[[ Quoted passage open ]]

Mason – Kenny Robinson, West Virginia
Robinson was dismissed from West Virginia due to academic fraud and then went on to play in the XFL. He has elite ball skills and physicality but can sometimes concede yards as a tackler. I don’t have a consistent draft range for Robinson, but a team will be getting a great player at a discount price.
Connor – Jeremy Chinn, Southern Illinois
Chinn, the nephew of Hall of Famer Steve Atwater, is the discounted version of Simmons. Chinn can play linebacker, nickel, and safety. All of which he can do at a high level. Chinn is an athletic freak who is a fast, hard-hitting safety with good ball skills and has a very good range. The one thing Chinn really needs to improve upon is his man coverage, as he struggles covering receivers one-on-one.
Byron – Jeremy Chinn, Southern Illinois
Chinn has been overlooked his whole football-related life. Just a one-star recruit coming out of high school and playing at an FCS level school, he is physically gifted and has elite athleticism that should translate well to the next level. Chinn dominated the lower level of competition, with elite ball skills, physicality, and versatility. He’s an ideal starter at the strong safety position and will look to provide a nice playmaking ability to a defense.
Brady – Jeremy Chinn, Southern Illinois
Chinn’s best role is when he’s in the zone and can keep his eyes on the quarterback and play in front of him. At 6’3” and 219 lbs, Chinn can be a linebacker if he really wanted to. He has the physicality, but his versatility at safety may allow him to be played similarly to Derwin James. While he isn’t James in terms of recognition and production, he has the physical tools to be a very successful safety in the league. Don’t be surprised if you see him drafted in the early second round.
Gio – Kyle Dugger, Lenoir-Rhyne
I don’t honestly have a good answer here. I don’t think there’s an overrated safety in this class. Dugger has just been getting a lot of hype and I don’t know if he can live up to it. If none were an option, I’d pick it.
Mason – Grant Delpit, LSU
No real specific candidates I could’ve chosen here. Delpit is an exceptional athlete, but is inconsistent as a tackler. He is great in every other aspect of his game but his tackling is a clear weakness that could potentially drop him out of the first round.
Connor – Kyle Dugger, Lenoir-Rhyne
I don’t believe there is a single safety in this class that is garnering hype that they don’t deserve. If I had to pick one though, it would have to be Dugger. He is still a very good prospect, don’t get me wrong, but he struggles in many areas of his game as well. Dugger needs to improve his tackling, strength, and mental game.
Byron – Grant Delpit, LSU
This is one of the more obvious picks. Delpit had an absolutely fantastic 2018 season that raised his draft stock all the way to the top-five range. He followed up that season with an awful year last season and didn’t even look like the same player. He’s a playmaker and has excellent range and ball skills, but he’s one of the worst tacklers I’ve seen in the class. He was inconsistent and was a weak link tackling in the open field, but is a physical player overall which is confusing. Delpit is very risky and could either be a Pro Bowl talent or just a backup depth piece.
Brady – Antoine Winfield Jr., Minnesota
Winfield is a solid player and has exceptional coverage skills and instincts for the position, but does not warrant the first or second round hype. The problem with his game is his speed and length (only 5’9”). He doesn’t have the long speed to play single high coverage and would have to play split field (two safeties high). He has poor versatility, as well as limited length for man to man coverage which makes me nervous against larger receivers, yet I also don’t believe he has the agility to cover smaller and quicker receivers in the NFL. Injuries are also a concern as he only played a total of eight games from 2017 to 2018.

[[ Quoted passage closed ]]
[[ Raw data open ]]

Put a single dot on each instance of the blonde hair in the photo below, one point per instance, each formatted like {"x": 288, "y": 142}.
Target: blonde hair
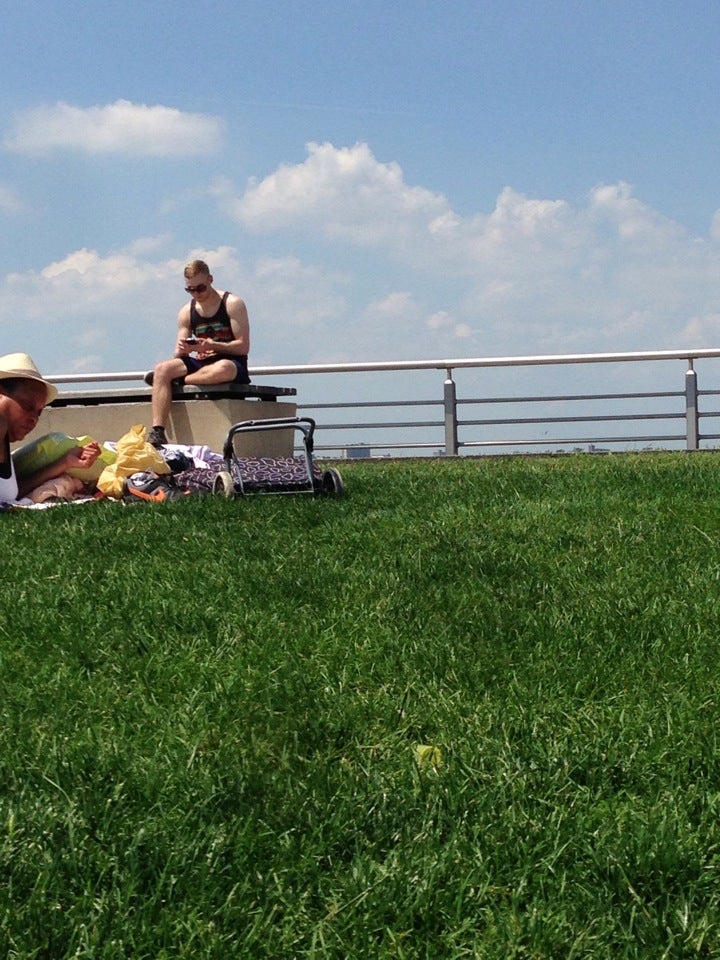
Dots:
{"x": 196, "y": 266}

[[ Raw data closed ]]

▸ **Action item**:
Please sum up the safety prospects text in two sentences.

▸ **Answer below**:
Kenny Robinson is called a great player at a discount price despite his dismissal from West Virginia, and three contributors pick Jeremy Chinn, praising his athleticism, versatility and ball skills but noting his struggles in man coverage. Kyle Dugger, Grant Delpit and Antoine Winfield Jr. draw doubts instead: Dugger's hype is questioned, Delpit's tackling is called a clear weakness, and Winfield's speed, length and injuries are raised as concerns.